▶ [Supplied records]:
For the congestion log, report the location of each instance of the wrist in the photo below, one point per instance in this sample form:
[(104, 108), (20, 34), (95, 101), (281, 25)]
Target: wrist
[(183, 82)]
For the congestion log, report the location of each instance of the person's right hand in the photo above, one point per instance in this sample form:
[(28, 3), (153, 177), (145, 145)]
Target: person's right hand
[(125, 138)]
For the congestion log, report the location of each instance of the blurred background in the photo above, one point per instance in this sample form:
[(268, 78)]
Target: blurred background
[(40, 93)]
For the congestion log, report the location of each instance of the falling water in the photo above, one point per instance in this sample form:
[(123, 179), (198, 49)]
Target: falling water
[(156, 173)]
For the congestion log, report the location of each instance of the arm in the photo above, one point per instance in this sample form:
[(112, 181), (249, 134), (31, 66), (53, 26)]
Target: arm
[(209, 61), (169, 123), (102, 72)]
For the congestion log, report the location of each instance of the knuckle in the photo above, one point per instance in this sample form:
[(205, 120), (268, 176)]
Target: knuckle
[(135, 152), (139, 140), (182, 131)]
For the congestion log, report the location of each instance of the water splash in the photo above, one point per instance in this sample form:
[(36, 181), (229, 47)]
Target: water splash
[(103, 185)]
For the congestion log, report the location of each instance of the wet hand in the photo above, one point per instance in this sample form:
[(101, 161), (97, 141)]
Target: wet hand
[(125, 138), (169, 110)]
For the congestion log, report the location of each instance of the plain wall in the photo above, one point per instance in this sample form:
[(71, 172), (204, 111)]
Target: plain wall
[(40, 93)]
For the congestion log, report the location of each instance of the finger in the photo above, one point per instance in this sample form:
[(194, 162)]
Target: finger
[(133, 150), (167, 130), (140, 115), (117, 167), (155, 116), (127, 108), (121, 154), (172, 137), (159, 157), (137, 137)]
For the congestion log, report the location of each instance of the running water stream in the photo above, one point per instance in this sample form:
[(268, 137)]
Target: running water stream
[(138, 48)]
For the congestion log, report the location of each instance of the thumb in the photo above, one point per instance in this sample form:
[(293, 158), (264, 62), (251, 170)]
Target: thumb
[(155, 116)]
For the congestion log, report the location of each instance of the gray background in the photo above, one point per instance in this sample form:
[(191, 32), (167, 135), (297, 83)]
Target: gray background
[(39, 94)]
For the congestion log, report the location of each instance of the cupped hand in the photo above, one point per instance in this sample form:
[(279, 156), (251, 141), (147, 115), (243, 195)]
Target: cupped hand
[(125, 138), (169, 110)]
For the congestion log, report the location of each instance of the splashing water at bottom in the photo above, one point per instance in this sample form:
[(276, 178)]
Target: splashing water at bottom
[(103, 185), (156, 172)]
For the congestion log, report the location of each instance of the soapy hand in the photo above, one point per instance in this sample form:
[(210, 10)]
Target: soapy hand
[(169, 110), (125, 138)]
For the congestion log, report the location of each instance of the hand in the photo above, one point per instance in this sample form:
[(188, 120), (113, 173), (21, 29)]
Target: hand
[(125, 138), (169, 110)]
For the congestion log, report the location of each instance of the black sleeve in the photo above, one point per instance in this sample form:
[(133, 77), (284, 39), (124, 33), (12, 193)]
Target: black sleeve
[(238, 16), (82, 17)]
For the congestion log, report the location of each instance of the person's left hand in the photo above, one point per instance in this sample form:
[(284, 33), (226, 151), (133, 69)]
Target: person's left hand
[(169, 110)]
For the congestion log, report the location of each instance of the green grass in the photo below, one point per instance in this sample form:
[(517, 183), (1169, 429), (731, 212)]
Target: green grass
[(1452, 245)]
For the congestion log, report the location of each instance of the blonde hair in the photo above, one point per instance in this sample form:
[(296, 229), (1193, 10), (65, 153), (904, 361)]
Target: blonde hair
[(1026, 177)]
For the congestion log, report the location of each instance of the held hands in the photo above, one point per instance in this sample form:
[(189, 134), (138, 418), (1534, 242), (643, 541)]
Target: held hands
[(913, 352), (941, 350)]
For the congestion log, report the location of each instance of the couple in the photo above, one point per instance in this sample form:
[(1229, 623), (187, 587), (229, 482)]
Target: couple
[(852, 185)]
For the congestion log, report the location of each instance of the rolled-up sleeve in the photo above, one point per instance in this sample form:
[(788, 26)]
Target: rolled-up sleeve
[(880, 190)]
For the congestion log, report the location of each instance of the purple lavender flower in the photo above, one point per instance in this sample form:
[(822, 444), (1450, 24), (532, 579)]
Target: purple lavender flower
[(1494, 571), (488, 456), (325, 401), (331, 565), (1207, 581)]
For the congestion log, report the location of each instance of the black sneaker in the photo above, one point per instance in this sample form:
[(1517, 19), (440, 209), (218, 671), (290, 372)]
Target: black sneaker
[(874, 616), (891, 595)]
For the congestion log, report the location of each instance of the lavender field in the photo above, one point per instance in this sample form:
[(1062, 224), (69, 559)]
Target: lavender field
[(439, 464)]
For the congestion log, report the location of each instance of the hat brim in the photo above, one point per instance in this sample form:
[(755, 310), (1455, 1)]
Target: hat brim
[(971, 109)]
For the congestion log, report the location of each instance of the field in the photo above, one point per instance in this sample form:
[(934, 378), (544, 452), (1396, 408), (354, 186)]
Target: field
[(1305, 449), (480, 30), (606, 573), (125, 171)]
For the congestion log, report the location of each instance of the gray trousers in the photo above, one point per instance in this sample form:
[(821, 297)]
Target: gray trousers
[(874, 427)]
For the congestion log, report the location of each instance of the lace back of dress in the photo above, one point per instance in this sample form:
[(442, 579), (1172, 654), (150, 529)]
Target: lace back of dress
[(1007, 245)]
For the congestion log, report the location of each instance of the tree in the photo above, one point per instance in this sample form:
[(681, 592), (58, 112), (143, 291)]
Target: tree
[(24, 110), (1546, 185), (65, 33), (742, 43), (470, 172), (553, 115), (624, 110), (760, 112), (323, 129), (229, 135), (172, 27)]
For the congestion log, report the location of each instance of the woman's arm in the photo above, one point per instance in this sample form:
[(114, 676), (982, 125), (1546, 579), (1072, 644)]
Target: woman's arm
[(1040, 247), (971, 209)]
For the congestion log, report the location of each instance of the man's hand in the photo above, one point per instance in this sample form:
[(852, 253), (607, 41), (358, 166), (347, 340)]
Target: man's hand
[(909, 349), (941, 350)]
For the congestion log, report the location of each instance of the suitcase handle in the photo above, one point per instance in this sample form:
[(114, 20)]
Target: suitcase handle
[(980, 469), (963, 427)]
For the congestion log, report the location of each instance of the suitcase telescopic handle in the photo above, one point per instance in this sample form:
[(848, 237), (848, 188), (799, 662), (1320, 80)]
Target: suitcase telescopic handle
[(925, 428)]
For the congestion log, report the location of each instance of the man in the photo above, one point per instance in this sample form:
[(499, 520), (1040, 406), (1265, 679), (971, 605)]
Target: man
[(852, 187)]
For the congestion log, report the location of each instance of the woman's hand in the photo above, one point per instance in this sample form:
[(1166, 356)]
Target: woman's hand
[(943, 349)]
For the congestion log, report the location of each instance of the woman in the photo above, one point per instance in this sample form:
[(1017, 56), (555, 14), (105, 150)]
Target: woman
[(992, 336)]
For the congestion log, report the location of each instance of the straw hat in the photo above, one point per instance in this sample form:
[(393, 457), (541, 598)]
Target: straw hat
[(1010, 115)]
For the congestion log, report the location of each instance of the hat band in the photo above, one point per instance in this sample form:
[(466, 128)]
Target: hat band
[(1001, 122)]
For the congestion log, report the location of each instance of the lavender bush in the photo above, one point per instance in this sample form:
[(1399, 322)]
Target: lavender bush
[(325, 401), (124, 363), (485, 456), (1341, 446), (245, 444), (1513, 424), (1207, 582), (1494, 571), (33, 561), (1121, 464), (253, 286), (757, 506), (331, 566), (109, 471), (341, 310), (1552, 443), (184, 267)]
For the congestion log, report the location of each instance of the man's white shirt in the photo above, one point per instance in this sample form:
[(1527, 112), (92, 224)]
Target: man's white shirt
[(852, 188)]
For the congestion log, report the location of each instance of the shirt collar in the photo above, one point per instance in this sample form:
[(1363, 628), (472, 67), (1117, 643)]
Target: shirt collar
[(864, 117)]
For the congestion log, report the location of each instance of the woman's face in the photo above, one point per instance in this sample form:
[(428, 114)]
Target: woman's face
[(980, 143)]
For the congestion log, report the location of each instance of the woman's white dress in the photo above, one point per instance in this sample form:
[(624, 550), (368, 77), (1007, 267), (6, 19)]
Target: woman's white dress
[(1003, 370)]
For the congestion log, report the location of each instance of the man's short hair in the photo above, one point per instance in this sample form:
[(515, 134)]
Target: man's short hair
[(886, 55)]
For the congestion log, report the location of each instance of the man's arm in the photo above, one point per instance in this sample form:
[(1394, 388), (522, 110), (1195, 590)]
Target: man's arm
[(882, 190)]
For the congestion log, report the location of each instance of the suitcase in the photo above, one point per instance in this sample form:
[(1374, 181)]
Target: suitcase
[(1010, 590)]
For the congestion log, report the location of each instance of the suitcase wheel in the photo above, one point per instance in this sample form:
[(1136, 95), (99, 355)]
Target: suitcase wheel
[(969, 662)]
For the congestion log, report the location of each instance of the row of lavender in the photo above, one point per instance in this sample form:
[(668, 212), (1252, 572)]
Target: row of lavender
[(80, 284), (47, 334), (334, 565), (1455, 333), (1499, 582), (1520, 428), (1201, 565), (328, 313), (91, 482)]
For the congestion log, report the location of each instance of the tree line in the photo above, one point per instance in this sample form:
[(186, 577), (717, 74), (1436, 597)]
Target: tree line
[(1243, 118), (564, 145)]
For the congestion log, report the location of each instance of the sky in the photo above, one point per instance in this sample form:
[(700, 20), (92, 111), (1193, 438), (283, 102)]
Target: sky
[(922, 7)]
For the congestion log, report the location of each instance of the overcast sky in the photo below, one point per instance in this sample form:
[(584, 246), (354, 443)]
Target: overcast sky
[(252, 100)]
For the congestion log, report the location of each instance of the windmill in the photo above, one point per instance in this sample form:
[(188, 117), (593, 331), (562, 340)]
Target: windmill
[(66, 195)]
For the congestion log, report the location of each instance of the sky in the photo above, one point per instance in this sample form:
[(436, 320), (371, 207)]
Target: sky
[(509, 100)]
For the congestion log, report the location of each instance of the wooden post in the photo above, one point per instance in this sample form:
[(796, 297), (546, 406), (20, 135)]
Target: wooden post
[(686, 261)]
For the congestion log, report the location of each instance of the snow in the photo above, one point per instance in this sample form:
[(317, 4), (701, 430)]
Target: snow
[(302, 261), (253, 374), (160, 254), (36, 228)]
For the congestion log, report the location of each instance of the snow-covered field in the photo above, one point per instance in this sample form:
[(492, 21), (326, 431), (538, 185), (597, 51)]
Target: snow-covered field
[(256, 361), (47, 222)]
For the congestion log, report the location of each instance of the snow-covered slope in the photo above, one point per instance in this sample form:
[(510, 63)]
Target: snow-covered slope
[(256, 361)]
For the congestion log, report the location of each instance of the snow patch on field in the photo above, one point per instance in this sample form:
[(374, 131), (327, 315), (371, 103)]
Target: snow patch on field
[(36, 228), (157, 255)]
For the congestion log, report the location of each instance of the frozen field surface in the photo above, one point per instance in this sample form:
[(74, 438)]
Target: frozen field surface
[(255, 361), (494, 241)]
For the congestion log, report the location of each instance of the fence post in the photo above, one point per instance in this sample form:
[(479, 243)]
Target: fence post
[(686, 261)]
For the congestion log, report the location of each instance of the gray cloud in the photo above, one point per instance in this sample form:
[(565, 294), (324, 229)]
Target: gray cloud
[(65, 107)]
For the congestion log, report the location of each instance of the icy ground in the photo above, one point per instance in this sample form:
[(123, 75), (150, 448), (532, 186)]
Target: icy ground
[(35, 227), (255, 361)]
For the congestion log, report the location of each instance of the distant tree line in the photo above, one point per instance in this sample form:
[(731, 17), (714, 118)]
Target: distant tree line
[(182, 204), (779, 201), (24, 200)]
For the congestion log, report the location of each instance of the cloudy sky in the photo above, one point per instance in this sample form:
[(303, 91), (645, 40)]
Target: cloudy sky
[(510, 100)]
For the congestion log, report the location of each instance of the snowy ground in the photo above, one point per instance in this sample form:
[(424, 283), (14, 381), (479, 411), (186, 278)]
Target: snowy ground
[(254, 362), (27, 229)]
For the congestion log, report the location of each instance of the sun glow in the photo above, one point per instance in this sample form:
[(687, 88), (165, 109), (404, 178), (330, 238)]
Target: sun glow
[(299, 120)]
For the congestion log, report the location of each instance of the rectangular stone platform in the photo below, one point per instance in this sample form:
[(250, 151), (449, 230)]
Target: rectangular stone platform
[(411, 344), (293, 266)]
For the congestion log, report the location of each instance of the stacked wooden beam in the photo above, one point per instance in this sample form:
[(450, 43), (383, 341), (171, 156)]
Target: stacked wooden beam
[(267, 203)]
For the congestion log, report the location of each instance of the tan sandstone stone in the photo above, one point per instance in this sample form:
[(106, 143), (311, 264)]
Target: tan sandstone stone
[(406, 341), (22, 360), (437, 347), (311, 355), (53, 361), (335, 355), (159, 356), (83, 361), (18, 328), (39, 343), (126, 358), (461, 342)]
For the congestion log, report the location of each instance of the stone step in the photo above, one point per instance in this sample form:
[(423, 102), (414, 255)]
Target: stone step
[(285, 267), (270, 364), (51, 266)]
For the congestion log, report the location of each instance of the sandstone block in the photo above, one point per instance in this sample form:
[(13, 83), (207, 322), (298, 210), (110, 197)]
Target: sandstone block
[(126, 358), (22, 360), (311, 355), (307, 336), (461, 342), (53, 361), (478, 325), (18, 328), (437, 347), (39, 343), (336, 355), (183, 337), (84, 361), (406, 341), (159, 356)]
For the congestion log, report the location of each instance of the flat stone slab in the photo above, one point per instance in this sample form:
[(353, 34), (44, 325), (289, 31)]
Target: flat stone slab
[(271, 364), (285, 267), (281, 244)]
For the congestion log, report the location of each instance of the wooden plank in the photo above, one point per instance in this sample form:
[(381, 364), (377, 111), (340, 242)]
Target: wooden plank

▶ [Problem to solve]: Reproduce the entries from the line containing "of the straw" up to and including the line containing "[(1001, 122)]", substituting "hat ribbon" for "hat band" and leaving everything else unchanged.

▶ [Complete answer]:
For the congestion log, report the location of each instance of the straw hat in the photo above, one point per instance in this sample form:
[(393, 457), (541, 598)]
Target: straw hat
[(1010, 115)]
For the congestion log, report the location of each instance of the hat ribbon in the photo above, one point per instance in this sample form:
[(466, 128)]
Target: hat ribbon
[(1001, 122)]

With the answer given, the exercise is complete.